[Records excerpted from a collection]
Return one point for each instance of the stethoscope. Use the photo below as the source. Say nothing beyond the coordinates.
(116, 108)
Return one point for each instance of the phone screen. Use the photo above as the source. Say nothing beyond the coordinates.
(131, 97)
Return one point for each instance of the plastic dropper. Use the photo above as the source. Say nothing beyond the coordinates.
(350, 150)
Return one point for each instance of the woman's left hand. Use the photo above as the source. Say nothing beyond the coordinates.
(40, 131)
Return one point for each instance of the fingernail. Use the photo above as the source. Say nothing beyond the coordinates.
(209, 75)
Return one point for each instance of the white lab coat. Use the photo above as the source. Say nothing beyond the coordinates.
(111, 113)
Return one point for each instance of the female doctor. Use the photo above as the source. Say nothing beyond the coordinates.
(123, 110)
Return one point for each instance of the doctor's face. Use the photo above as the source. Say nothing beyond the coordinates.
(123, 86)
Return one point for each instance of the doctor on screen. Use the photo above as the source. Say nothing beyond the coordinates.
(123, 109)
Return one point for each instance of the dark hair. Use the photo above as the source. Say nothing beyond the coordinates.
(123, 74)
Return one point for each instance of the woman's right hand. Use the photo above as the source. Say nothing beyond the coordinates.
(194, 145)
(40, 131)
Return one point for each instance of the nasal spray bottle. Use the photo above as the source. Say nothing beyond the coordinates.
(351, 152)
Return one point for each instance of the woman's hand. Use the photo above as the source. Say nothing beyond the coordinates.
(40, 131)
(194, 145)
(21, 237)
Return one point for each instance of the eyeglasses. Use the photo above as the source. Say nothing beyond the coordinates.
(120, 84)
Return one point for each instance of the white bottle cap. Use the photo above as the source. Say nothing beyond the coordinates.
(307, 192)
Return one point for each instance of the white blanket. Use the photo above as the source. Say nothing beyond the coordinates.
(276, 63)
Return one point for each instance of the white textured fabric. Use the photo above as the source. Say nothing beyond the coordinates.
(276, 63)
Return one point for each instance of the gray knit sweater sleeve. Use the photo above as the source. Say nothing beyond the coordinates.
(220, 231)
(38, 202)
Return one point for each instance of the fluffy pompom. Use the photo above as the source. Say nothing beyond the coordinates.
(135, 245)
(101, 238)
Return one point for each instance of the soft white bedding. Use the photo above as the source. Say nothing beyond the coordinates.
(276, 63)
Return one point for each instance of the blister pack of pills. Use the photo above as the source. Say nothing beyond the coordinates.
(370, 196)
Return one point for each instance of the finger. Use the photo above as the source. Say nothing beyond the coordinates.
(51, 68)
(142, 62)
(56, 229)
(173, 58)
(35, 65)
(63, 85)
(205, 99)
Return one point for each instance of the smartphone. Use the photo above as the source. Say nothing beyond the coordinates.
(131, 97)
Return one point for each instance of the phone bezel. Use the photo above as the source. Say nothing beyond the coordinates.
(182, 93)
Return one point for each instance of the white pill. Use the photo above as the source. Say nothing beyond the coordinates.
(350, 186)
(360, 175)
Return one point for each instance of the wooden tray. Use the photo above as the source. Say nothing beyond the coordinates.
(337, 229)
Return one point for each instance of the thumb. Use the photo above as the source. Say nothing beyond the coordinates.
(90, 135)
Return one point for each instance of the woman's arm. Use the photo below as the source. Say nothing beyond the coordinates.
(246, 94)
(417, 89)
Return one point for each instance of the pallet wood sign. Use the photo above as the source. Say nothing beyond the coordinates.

• _TASK PROMPT_:
The line containing "Return one point for each instance of the thumb." and all lines after it, through the last line of the data, should be retyped exactly.

• _OUTPUT FOR THIS TASK_:
Return one point for each instance of the thumb. Use the photo above as the source. Say nothing beyond the coordinates.
(90, 135)
Return one point for each instance of the woman's arm. Use the photo below as the source. Say nothing beyond the coordinates.
(246, 94)
(417, 89)
Return one point for each instance of the pallet wood sign. Use the photo above as the source. Say nothing beyond the coordinates.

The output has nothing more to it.